* Problem 1
Please write out the passage of the forum thread on 16-bit versus 24-bit audio that falls between "## Voider (Jul 12, 2019)" and "Batzdorf (Jul 12, 2019)", inclusive.

* Text provided
* start *
Yeah....not going there


----------



## Voider (Jul 12, 2019)

We've made a little blindtest here in the forum around a year ago, me and a few users included, and we all failed to tell the 16 bit from the 24 bit files apart. But before when we compared them side by side, we felt that 24 bit would sound so much bigger, wider and more three dimensional. The blind test proved us wrong.


----------



## Nick Batzdorf (Jul 12, 2019)

Voider said:


> We've made a little blindtest here in the forum around a year ago, me and a few users included, and we all failed to tell the 16 bit from the 24 bit files apart. But before when we compared them side by side, we felt that 24 bit would sound so much bigger, wider and more three dimensional. The blind test proved us wrong.



Whether you hear a difference is highly dependent on many things.


----------



## Voider (Jul 13, 2019)

Nick Batzdorf said:


> Whether you hear a difference is highly dependent on many things.



Or it is simply not that huge of a difference. What you said, professional violin players said about the Stradivari, but in a blind test most of the top players couldn't tell them from other violins apart. Same goes for wine with experts. We feel what we believe and expect. If the $2 wine is in the $2000 bottle it might taste like a $2000 wine, and if we read that a file is 24 bit instead of 16 bit, we might hear more than there actually is. Our brain tries to satisfy our high expectations if we got them, and the same vice versa. The $2000 wine tasted cheap and bad experts claimed, because they drank it out of a $2 package without knowing it's the 2000 dollar one.
* end *
* Material provided
* start *
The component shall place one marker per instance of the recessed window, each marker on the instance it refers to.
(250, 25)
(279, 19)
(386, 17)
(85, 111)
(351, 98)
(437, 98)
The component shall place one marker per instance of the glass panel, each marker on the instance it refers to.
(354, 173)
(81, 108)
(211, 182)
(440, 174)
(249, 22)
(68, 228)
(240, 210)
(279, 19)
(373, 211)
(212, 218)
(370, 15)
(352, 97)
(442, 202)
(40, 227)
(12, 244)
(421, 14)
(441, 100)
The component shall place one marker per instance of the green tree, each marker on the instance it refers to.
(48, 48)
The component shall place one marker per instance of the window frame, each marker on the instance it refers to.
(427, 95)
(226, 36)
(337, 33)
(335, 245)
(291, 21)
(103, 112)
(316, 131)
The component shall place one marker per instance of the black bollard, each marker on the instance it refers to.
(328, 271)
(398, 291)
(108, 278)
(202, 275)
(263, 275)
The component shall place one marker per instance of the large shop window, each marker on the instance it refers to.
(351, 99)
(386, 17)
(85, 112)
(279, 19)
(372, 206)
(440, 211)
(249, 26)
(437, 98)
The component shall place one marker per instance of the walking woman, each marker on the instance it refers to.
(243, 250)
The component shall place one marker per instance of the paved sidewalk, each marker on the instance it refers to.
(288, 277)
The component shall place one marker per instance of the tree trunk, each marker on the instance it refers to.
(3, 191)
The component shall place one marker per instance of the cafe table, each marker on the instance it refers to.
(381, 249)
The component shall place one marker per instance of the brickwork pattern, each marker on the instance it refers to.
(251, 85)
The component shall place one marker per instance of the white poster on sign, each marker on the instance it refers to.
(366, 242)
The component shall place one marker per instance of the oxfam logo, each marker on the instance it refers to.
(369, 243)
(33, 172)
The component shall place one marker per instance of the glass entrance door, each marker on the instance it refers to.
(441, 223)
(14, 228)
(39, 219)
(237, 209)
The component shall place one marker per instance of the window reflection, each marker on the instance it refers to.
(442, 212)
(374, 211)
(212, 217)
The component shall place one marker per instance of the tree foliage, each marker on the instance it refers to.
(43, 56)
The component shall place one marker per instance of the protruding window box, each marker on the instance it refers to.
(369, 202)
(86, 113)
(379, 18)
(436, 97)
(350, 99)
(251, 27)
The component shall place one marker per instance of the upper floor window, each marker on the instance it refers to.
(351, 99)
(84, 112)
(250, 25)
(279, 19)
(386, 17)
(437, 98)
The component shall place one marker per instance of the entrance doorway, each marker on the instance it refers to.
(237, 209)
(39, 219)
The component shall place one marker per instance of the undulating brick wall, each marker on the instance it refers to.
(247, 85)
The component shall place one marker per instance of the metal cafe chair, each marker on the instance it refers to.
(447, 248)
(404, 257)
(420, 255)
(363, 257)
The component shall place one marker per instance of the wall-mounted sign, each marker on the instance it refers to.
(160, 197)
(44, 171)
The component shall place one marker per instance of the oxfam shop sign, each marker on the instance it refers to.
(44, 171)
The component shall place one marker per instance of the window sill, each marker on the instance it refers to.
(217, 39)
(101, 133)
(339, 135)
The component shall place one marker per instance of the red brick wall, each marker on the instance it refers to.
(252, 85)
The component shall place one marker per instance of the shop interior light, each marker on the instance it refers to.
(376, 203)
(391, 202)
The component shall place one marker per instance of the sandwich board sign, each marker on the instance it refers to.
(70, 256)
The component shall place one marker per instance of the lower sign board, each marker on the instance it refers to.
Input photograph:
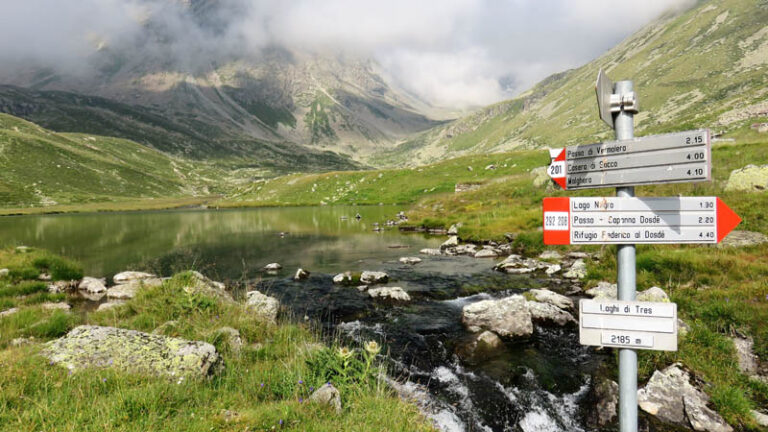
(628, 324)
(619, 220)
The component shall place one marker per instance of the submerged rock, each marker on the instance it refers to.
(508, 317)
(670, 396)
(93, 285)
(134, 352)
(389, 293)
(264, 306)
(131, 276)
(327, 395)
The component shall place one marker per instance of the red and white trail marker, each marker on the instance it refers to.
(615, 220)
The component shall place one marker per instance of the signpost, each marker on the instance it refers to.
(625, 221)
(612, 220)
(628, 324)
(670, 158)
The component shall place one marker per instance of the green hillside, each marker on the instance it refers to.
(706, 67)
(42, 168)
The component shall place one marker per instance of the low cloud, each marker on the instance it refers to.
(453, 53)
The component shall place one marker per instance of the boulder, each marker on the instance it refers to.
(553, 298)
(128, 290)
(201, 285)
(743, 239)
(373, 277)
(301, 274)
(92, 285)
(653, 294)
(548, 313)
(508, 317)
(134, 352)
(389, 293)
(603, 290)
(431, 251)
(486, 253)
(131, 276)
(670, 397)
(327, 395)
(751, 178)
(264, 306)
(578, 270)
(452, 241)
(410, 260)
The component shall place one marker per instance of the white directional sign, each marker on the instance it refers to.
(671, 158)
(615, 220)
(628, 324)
* end *
* Problem 2
In the records, reproduce the lines from the one holding "the boulder, each" through the end of the records, inclusive, with "marker" replaced by "pin" and nothing else altered.

* Written answer 1
## Voider (Jul 12, 2019)

We've made a little blindtest here in the forum around a year ago, me and a few users included, and we all failed to tell the 16 bit from the 24 bit files apart. But before when we compared them side by side, we felt that 24 bit would sound so much bigger, wider and more three dimensional. The blind test proved us wrong.


----------



## Nick Batzdorf (Jul 12, 2019)

* Written answer 2
The component shall place one pin per instance of the boulder, each pin on the instance it refers to.
(553, 298)
(128, 290)
(201, 285)
(743, 239)
(373, 277)
(301, 274)
(92, 285)
(653, 294)
(548, 313)
(508, 317)
(134, 352)
(389, 293)
(603, 290)
(431, 251)
(486, 253)
(131, 276)
(670, 397)
(327, 395)
(751, 178)
(264, 306)
(578, 270)
(452, 241)
(410, 260)
The component shall place one pin per instance of the white directional sign, each pin on the instance it refers to.
(671, 158)
(615, 220)
(628, 324)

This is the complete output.